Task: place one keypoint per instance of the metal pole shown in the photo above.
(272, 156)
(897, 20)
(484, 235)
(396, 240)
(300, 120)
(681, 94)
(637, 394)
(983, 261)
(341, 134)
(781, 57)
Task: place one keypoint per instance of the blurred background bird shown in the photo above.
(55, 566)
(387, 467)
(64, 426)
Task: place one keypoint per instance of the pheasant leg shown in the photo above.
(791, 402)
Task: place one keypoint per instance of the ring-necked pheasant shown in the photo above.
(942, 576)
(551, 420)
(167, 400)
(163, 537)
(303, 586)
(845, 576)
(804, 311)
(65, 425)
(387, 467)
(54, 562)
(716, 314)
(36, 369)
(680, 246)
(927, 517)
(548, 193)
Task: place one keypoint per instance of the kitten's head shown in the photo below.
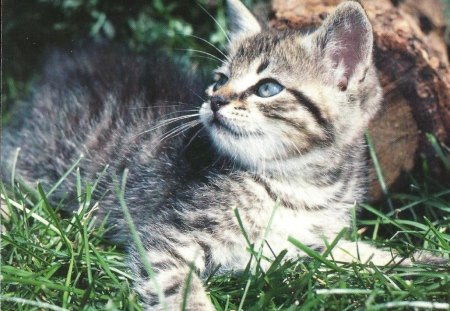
(283, 94)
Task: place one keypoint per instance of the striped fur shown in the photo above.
(302, 147)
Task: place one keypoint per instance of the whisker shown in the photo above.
(178, 130)
(192, 139)
(202, 52)
(210, 44)
(167, 122)
(195, 93)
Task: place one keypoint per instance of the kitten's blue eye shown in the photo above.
(269, 89)
(220, 81)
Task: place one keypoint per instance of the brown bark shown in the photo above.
(411, 57)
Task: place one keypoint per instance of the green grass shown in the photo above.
(51, 261)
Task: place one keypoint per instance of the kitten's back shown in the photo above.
(102, 103)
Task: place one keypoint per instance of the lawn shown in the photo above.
(54, 261)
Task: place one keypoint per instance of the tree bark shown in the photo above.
(411, 57)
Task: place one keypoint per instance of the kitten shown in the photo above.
(282, 126)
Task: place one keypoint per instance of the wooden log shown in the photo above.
(411, 57)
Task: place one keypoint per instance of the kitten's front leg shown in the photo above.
(175, 264)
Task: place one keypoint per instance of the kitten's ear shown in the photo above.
(242, 22)
(346, 42)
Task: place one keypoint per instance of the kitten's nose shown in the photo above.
(217, 102)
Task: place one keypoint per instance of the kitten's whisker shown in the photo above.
(217, 23)
(202, 52)
(192, 138)
(201, 98)
(167, 122)
(210, 44)
(178, 130)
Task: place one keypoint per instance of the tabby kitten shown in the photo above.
(282, 126)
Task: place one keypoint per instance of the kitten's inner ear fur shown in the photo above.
(242, 23)
(346, 42)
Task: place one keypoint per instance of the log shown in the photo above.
(413, 64)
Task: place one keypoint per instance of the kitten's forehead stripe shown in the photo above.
(263, 66)
(311, 107)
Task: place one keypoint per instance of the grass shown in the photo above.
(54, 262)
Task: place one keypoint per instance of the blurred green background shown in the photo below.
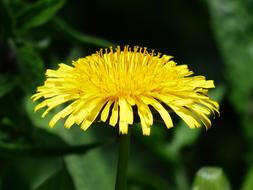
(214, 37)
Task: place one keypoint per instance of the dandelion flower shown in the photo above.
(110, 84)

- [Work to complete]:
Reproduce every item above verbatim, line for line, leaving out the pictures.

- [Output of the task]:
Task: place one keypoint per instance of the metal pole shown in the photo above.
(272, 156)
(897, 20)
(484, 235)
(396, 240)
(300, 120)
(681, 94)
(637, 394)
(983, 261)
(341, 134)
(781, 57)
Task: place one keypoint per instance of the blurred background bird shown in the photo above.
(55, 566)
(387, 467)
(64, 426)
Task: place one keypoint per instance of the pheasant leg shown in the photo above.
(791, 402)
Task: place one keypoint per instance of the ring-necked pheasant shown in the photo above.
(942, 576)
(551, 420)
(167, 400)
(163, 537)
(303, 586)
(845, 576)
(804, 311)
(65, 425)
(387, 467)
(54, 562)
(716, 314)
(36, 369)
(680, 246)
(927, 517)
(548, 193)
Task: place one keypoint per instance of the kitten's head shown in the photo below.
(283, 94)
Task: place one keypoint per instance of the striped fur shown in the photo above.
(302, 147)
Task: place one keypoint per instance of the whisker shown in the photo above.
(178, 130)
(192, 139)
(202, 52)
(210, 44)
(167, 122)
(195, 93)
Task: place one keypoint per instance of the kitten's blue eye shown in the photo above.
(269, 89)
(220, 81)
Task: place one keypoint per instance of the brown bark shown in the photo above.
(411, 57)
Task: place one keypoint per instance of the green grass shown in the photo above.
(51, 261)
Task: place one keypoint per instance of the kitten's back shown in the photo above.
(102, 103)
Task: place one keypoint per instance of the lawn shown in the photo above.
(54, 261)
Task: place one keypoint per instance of the tree bark shown in the photo above.
(411, 57)
Task: place one keypoint per instance of the kitten shown in the photo above.
(282, 126)
Task: place one keypoint per instance of the wooden log shown in the photo above.
(411, 57)
Task: place one keypoint per instance of the kitten's front leg shown in the photo above.
(175, 264)
Task: place one keypoint per instance of the kitten's ear shown in the photo above.
(242, 22)
(346, 42)
Task: place one keypoint per instance of the kitten's nose shown in the photo above.
(217, 102)
Task: place one keypoint per instance of the kitten's whisker shown in the photo above.
(217, 23)
(202, 52)
(192, 138)
(201, 98)
(167, 122)
(210, 44)
(178, 130)
Task: place one keypoint per instance of the tabby kitten shown in the photo above.
(282, 126)
Task: place one keypoint per instance of the kitten's inner ear fur shown in the photo above.
(242, 23)
(346, 42)
Task: place one keypoint per instance of the log shown in the photo above.
(413, 64)
Task: place one keypoint per instance of the kitten's forehead stripe shown in the photo above.
(263, 66)
(311, 107)
Task: place one keypoint per instance of the grass shown in the photo above.
(54, 262)
Task: place one keypoint per instance of the blurred green background shown in the photo below.
(214, 37)
Task: place one keypoint per instance of the dandelion flower shown in the photo above.
(110, 84)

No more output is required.